DATASET CONTENT |
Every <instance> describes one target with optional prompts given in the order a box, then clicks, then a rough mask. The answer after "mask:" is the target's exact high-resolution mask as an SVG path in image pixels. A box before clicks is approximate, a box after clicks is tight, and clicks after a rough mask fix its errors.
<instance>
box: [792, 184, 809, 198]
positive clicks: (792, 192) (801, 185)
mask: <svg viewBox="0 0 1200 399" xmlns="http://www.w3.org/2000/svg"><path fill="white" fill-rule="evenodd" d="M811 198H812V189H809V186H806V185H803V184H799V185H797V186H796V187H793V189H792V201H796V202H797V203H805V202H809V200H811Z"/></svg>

WORK TO COMPLETE | The whole of the material above is to be restated exactly.

RESPONSE AREA |
Every <instance> describes one target with optional prompts given in the order a box, then clicks, then a rough mask. The answer after "mask:" is the target's exact high-resolution mask as an SVG path in image pixels. A box before clicks is approximate, a box after clicks is tight, and clicks after a rough mask fix its errors.
<instance>
box: [792, 184, 809, 198]
positive clicks: (792, 192) (801, 185)
mask: <svg viewBox="0 0 1200 399" xmlns="http://www.w3.org/2000/svg"><path fill="white" fill-rule="evenodd" d="M811 198H812V189H809V186H806V185H803V184H799V185H797V186H796V187H793V189H792V201H796V202H797V203H805V202H809V200H811Z"/></svg>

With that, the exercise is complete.